▶ _To do_: Quote the text on the origins of blackface word for word, from "The journalist and" to "crucial to blackface.".

▶ _Supplied text_:

========

There is no consensus about a single moment that constitutes the origin of blackface. Arizona State University professor Ayanna Thompson links the beginning of blackface to stage practices within the Medieval Europe miracle or mystery plays. It was common practice in medieval Europe to use bitumen and soot from coal to darken skin to depict corrupted souls, demons, and devils in blackface. Louisiana State University professor Anthony Barthelemy stated, "“In many medieval miracle plays, the souls of the damned were represented by actors painted black or in black costumes.... In [many versions], Lucifer and his confederate rebels, after having sinned, turn black.”

The journalist and cultural commentator John Strausbaugh places it as part of a tradition of "displaying Blackness for the enjoyment and edification of white viewers" that dates back at least to 1441, when captive West Africans were displayed in Portugal. White actors routinely portrayed Black characters in English Renaissance theatre, most notably in Othello (1604). However, Othello and other plays of this era did not involve the emulation and caricature of "such supposed innate qualities of Blackness as inherent musicality, natural athleticism", etc. that Strausbaugh sees as crucial to blackface.

========

▶ _Material shown_:

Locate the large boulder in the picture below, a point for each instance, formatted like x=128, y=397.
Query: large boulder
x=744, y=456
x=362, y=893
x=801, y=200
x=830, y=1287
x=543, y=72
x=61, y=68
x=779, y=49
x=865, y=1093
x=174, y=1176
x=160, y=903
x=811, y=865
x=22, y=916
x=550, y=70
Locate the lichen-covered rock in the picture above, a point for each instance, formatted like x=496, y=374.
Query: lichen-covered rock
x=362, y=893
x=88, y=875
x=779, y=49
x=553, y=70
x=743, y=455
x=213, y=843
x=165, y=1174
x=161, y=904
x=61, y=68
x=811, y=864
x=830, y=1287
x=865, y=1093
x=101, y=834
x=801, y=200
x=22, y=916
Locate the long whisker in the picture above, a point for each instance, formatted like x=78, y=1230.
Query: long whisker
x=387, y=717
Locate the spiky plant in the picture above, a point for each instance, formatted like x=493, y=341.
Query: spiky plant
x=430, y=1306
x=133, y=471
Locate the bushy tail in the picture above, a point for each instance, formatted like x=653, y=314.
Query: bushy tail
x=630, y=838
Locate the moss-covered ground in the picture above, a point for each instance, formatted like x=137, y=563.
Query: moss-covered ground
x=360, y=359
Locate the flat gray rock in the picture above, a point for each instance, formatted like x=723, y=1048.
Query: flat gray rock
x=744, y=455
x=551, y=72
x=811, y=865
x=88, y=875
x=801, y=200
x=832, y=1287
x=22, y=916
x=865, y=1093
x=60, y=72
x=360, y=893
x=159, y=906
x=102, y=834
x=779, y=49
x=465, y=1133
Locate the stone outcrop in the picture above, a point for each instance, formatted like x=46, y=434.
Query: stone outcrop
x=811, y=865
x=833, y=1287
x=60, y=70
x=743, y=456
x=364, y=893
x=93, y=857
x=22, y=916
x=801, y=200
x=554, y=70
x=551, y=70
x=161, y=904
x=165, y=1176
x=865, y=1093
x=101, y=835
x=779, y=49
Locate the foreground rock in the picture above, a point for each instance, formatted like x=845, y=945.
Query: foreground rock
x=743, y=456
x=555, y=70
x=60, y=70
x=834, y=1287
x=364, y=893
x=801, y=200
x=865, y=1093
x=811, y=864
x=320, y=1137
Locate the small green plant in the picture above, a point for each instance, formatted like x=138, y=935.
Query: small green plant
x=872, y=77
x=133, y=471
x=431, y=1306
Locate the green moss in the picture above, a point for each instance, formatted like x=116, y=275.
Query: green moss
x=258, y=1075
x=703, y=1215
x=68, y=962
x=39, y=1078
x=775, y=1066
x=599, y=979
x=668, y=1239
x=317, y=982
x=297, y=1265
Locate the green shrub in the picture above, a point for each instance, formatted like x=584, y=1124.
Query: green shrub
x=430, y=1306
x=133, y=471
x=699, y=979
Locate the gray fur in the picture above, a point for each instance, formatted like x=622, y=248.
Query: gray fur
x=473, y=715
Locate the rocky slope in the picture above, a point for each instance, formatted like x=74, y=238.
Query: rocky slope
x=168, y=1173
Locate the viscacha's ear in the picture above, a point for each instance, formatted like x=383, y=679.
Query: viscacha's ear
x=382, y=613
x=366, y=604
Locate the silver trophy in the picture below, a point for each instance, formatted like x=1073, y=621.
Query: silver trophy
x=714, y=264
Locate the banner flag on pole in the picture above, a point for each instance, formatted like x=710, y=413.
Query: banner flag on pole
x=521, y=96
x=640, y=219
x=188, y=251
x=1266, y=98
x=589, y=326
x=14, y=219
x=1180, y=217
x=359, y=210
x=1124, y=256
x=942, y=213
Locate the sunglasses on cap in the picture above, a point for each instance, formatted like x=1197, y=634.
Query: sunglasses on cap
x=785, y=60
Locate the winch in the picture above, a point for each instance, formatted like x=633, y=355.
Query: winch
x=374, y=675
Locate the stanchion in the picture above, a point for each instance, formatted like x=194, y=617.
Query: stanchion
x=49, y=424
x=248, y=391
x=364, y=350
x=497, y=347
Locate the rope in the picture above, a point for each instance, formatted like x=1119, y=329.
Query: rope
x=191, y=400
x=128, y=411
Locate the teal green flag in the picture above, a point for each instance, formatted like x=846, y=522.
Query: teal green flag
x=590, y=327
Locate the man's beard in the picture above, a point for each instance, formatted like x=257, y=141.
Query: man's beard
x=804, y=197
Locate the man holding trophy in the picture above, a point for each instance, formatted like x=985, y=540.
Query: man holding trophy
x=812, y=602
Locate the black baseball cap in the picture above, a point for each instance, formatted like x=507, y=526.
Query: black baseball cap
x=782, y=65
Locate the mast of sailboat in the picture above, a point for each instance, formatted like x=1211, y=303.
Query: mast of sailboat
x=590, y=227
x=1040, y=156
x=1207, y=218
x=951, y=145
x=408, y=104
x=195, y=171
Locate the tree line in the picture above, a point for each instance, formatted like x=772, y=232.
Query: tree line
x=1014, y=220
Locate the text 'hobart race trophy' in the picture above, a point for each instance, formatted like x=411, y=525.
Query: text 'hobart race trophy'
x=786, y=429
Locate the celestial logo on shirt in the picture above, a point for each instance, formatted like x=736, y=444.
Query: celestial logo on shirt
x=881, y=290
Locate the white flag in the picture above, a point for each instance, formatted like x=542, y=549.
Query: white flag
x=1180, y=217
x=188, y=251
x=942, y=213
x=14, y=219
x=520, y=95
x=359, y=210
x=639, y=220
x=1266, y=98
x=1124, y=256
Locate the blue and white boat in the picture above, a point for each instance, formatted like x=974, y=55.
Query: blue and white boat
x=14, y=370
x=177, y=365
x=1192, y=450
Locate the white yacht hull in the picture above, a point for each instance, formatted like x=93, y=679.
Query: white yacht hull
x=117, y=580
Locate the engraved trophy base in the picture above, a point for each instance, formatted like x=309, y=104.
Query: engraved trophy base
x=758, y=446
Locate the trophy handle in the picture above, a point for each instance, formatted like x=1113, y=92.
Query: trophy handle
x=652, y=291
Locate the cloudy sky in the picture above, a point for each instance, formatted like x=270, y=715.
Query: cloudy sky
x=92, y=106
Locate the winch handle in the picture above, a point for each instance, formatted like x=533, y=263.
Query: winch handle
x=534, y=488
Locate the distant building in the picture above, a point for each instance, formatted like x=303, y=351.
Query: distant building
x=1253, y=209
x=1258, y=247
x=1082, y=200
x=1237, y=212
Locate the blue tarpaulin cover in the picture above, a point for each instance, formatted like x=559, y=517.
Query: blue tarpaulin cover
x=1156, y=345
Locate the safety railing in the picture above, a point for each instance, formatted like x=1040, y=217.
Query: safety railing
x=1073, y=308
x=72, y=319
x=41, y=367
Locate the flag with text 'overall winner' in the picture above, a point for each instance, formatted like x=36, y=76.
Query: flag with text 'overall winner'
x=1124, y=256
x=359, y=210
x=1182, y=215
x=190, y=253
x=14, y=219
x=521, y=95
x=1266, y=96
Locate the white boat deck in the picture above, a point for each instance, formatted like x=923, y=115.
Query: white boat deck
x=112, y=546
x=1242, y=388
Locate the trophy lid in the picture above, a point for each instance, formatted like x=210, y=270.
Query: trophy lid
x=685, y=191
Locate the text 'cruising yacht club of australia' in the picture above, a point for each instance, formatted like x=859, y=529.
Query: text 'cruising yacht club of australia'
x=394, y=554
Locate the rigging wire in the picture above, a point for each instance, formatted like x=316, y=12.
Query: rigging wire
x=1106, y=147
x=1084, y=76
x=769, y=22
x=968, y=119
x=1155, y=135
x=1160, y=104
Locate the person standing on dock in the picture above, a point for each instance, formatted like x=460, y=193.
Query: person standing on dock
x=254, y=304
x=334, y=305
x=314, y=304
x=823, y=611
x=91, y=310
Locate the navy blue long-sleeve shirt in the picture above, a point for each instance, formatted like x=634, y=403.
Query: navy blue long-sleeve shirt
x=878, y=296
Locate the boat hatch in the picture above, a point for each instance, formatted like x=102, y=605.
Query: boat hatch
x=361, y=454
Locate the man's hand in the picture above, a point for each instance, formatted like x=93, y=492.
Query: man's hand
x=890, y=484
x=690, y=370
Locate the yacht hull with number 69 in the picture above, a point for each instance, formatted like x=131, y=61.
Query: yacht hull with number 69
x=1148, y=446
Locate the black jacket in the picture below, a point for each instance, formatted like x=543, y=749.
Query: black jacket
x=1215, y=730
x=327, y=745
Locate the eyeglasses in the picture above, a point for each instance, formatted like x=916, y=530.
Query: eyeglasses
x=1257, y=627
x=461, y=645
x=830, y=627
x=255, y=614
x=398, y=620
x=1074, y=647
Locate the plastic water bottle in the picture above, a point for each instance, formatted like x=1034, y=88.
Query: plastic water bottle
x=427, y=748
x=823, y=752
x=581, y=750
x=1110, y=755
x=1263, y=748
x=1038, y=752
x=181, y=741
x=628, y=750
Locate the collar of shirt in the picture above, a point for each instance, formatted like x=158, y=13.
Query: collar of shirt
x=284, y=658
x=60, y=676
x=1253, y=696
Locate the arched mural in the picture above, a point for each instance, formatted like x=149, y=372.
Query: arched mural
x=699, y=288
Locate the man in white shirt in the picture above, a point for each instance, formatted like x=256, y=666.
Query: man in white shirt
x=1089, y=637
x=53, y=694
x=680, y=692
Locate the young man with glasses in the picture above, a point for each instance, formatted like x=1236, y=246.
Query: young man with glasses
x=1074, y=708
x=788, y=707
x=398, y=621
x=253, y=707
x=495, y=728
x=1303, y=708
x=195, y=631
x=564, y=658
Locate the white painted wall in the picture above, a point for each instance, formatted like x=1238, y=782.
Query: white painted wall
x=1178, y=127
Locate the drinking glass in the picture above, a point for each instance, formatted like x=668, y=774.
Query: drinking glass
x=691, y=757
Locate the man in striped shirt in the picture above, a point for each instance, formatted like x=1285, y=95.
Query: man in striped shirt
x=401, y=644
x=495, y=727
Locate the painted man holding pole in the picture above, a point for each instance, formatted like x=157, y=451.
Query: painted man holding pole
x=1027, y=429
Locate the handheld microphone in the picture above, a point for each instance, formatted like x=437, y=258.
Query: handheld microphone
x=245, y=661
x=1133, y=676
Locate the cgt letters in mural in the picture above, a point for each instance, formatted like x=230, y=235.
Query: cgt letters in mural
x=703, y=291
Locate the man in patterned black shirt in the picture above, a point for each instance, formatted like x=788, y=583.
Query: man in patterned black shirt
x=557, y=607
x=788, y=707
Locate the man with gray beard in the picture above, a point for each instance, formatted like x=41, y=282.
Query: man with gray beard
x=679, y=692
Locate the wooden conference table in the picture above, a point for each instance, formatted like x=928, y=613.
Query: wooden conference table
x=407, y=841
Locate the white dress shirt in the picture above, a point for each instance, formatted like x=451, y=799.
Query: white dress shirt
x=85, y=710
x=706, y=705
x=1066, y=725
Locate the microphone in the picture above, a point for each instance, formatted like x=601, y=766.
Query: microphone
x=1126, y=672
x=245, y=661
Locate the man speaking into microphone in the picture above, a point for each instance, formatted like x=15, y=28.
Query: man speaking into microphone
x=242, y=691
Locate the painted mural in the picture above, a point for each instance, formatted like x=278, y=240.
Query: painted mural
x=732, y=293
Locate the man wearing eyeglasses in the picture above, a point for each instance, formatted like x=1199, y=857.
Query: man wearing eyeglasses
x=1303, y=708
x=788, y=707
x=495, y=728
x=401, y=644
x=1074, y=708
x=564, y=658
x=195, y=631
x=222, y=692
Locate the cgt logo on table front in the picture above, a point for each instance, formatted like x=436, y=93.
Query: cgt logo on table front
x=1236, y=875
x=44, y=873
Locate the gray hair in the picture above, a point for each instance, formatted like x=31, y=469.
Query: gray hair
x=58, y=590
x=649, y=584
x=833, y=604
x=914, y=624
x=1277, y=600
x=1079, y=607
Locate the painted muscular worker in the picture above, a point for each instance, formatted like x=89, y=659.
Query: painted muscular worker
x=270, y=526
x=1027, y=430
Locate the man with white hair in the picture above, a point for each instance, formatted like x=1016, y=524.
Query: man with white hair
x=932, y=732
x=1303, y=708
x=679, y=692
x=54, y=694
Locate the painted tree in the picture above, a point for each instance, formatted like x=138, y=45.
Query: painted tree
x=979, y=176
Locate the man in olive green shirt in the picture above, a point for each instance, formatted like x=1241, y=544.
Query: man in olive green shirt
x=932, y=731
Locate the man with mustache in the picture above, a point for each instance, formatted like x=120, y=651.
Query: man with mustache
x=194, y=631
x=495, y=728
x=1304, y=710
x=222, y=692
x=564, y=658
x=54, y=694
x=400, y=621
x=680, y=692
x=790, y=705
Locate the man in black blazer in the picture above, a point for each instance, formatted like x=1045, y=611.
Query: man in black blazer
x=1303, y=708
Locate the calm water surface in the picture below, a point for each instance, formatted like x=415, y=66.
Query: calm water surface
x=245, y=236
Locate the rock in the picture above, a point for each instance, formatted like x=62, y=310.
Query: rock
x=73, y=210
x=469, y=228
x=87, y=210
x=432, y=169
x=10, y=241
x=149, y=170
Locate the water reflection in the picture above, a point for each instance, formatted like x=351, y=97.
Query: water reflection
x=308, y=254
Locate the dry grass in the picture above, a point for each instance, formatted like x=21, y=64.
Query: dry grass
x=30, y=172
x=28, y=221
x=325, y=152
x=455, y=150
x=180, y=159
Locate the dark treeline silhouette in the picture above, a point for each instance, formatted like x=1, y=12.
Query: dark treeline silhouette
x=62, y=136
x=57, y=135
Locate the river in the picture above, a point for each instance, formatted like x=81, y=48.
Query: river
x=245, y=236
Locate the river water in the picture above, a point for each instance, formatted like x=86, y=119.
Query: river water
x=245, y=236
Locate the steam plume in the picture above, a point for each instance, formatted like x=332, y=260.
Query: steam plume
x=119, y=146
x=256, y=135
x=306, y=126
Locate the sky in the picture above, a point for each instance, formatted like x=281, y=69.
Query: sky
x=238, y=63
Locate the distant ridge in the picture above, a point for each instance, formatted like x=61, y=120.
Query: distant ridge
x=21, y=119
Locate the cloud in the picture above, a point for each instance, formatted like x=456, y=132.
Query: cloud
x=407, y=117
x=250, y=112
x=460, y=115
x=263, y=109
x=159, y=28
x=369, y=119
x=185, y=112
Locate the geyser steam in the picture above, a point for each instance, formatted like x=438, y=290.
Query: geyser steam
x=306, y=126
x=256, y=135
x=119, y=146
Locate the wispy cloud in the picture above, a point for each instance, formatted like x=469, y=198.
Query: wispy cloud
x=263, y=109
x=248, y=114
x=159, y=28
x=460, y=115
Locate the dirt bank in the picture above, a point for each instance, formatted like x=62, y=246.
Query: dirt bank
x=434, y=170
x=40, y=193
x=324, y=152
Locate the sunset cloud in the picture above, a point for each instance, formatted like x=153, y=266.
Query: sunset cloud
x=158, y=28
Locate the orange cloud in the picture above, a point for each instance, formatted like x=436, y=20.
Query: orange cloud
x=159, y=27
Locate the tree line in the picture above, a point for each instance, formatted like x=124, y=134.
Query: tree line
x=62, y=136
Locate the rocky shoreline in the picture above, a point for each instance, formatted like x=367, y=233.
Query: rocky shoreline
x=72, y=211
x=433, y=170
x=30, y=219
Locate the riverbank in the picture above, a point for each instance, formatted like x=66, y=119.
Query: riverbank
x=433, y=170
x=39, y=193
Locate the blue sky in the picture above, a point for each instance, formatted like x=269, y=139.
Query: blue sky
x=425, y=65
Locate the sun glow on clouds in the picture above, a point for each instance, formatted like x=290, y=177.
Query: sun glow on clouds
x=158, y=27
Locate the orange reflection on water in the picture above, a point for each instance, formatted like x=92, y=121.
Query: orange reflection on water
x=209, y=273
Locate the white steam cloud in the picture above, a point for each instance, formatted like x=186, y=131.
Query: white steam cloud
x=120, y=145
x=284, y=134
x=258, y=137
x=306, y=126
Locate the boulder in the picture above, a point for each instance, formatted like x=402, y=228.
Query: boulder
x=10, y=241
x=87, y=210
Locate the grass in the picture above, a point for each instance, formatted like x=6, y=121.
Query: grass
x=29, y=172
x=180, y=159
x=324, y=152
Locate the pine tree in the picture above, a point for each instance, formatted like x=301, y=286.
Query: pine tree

========

▶ _Solution for this exercise_:
The journalist and cultural commentator John Strausbaugh places it as part of a tradition of "displaying Blackness for the enjoyment and edification of white viewers" that dates back at least to 1441, when captive West Africans were displayed in Portugal. White actors routinely portrayed Black characters in English Renaissance theatre, most notably in Othello (1604). However, Othello and other plays of this era did not involve the emulation and caricature of "such supposed innate qualities of Blackness as inherent musicality, natural athleticism", etc. that Strausbaugh sees as crucial to blackface.